» JOB
Count how many lines of the material below contain the word "stone", and reply with that number alone.

-- Start of TASK DATA --

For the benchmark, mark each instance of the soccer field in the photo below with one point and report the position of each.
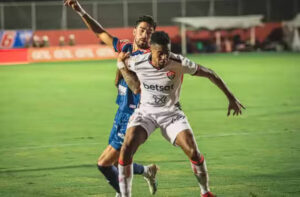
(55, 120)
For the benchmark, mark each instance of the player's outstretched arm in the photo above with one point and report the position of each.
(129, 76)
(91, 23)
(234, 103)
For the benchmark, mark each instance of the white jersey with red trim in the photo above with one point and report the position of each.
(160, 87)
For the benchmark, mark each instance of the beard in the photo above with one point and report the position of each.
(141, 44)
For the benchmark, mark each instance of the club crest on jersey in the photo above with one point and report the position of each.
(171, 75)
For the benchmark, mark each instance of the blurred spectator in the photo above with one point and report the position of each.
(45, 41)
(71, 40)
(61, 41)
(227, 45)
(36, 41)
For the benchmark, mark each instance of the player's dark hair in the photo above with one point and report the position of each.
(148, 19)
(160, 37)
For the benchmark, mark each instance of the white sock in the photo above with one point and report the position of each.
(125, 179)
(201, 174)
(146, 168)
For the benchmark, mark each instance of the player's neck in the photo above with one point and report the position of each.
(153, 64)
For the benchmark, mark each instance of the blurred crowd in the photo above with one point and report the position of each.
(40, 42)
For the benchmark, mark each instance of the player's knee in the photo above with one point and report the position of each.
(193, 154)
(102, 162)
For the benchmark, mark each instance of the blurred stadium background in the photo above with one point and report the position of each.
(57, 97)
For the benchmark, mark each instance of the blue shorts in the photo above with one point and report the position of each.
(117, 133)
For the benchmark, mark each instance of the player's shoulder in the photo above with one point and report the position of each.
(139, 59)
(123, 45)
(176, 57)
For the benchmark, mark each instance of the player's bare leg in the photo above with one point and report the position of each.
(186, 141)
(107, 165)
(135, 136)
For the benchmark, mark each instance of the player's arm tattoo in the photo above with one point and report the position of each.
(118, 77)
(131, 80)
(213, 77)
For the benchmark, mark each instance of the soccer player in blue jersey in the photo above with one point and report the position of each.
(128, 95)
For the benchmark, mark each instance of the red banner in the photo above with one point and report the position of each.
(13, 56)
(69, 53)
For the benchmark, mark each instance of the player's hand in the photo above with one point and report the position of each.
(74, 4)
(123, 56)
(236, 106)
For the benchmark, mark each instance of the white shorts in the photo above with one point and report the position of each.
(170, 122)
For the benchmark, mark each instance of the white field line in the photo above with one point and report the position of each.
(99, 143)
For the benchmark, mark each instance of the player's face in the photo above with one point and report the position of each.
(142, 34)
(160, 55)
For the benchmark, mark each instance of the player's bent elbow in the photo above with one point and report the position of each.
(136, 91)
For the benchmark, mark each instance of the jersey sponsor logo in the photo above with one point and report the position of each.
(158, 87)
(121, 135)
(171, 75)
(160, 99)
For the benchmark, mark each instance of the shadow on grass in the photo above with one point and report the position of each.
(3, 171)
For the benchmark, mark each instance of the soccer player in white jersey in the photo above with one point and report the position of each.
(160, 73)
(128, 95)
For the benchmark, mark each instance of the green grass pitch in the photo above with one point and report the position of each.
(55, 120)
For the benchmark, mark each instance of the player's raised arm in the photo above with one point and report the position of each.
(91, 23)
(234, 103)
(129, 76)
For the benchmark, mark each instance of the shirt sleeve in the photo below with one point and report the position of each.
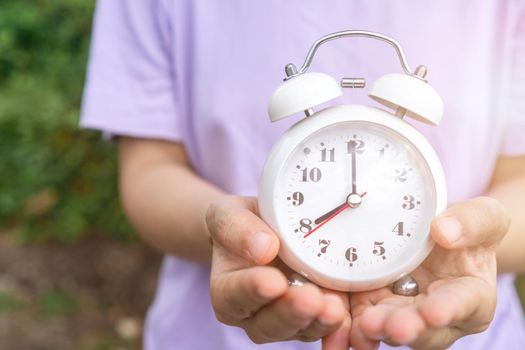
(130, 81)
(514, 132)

-- End of TASK DATA --
-- Start of TASK DATA --

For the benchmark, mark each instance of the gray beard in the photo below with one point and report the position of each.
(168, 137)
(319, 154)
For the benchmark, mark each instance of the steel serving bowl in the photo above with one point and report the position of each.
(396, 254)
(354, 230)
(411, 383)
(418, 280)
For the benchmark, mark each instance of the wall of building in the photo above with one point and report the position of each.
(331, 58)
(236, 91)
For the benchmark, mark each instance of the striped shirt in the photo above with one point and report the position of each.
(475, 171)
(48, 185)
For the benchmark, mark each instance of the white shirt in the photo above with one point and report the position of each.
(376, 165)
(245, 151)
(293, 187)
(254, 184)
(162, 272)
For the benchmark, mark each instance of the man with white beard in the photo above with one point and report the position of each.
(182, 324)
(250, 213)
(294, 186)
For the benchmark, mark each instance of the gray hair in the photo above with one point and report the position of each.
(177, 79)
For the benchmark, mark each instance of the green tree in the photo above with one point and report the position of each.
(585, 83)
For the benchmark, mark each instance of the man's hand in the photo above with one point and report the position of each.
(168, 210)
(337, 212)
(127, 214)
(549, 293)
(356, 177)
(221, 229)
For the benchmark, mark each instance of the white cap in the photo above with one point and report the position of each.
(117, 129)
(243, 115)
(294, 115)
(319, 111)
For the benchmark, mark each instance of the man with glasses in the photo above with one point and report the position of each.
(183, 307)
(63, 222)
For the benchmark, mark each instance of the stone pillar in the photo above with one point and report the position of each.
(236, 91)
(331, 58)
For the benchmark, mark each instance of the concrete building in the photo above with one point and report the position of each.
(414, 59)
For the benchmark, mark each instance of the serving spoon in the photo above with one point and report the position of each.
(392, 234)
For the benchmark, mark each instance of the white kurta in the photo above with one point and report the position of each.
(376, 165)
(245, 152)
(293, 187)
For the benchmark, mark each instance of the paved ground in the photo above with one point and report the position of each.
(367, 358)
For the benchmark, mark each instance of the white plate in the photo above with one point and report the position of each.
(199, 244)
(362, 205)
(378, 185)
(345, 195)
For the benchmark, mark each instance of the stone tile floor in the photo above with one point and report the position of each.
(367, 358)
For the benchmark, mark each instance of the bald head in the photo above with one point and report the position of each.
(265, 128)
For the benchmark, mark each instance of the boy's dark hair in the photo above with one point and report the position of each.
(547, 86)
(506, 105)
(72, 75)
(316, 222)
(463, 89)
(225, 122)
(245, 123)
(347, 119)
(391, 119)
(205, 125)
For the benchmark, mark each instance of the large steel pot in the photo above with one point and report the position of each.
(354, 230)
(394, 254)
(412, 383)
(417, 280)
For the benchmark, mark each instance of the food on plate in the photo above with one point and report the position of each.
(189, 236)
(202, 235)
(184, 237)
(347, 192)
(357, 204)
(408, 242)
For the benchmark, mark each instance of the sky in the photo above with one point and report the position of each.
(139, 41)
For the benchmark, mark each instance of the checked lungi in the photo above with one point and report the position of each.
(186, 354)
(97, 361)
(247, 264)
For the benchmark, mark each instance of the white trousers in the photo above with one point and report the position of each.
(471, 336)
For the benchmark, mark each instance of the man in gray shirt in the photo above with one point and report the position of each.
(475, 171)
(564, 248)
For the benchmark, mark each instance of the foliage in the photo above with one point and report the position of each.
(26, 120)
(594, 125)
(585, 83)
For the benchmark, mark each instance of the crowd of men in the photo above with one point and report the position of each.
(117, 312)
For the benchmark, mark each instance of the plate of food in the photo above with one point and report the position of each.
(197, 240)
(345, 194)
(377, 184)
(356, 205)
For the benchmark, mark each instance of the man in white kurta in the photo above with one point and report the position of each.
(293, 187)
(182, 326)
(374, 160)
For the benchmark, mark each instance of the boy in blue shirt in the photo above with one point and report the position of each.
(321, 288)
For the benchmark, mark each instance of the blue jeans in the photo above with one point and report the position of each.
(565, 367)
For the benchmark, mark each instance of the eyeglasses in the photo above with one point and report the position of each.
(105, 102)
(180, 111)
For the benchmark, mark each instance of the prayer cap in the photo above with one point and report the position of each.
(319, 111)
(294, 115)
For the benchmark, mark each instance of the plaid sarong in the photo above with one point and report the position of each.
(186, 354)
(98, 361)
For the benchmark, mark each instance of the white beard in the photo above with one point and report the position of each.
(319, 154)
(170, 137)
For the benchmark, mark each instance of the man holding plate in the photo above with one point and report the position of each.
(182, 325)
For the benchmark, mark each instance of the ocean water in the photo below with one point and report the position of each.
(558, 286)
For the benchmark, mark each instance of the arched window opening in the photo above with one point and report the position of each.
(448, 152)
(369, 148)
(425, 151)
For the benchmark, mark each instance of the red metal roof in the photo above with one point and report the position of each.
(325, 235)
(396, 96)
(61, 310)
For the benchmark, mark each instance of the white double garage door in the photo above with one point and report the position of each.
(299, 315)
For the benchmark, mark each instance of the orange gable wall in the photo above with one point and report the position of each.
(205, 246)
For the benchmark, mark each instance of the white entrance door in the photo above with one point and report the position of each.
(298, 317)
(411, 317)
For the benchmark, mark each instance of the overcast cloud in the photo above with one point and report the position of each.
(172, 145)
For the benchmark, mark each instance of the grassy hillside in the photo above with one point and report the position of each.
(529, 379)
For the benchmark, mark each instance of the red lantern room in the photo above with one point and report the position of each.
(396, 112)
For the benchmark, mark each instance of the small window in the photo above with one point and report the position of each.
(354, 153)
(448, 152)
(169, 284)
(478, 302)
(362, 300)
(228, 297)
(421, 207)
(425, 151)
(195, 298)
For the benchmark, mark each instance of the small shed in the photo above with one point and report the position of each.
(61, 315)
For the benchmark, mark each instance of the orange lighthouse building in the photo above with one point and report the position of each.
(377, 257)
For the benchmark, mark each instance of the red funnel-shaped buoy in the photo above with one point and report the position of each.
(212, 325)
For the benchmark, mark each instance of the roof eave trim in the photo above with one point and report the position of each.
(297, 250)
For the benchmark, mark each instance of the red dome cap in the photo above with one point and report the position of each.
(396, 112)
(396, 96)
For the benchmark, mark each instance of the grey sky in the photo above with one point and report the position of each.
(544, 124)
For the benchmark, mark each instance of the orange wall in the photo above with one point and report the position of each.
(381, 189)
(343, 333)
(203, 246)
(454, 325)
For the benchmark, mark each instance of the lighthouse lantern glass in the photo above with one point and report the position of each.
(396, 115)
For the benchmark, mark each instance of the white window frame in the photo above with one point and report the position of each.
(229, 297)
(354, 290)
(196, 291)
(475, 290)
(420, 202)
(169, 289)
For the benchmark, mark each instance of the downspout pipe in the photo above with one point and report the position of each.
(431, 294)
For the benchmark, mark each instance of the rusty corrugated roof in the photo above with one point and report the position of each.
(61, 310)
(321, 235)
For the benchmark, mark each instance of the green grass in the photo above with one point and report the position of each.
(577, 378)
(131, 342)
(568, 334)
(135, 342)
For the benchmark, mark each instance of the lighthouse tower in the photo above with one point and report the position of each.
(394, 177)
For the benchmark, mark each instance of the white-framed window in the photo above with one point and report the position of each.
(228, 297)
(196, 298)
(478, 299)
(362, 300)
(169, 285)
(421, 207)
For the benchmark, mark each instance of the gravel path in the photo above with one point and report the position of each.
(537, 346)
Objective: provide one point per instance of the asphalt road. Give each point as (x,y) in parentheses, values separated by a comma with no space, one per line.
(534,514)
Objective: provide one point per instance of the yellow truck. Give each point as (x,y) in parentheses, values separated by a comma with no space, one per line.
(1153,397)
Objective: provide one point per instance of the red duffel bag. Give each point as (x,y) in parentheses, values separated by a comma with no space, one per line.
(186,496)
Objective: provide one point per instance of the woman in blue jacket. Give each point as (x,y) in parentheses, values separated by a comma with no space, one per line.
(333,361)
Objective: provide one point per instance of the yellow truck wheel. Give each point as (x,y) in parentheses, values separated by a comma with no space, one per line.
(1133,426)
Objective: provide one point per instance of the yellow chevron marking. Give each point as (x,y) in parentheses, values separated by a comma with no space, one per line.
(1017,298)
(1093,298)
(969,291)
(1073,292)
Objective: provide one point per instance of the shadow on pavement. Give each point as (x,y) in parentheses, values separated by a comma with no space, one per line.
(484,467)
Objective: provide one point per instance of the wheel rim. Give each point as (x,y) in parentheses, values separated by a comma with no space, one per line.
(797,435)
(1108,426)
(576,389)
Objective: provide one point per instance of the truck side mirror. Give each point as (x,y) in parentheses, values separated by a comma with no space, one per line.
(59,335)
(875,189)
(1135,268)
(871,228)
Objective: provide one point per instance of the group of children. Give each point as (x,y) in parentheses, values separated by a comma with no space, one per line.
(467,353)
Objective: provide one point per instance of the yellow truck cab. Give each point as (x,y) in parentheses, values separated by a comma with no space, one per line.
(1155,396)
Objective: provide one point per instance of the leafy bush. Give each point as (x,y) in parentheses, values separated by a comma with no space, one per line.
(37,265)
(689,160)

-- End of TASK DATA --

» EXERCISE ANSWER
2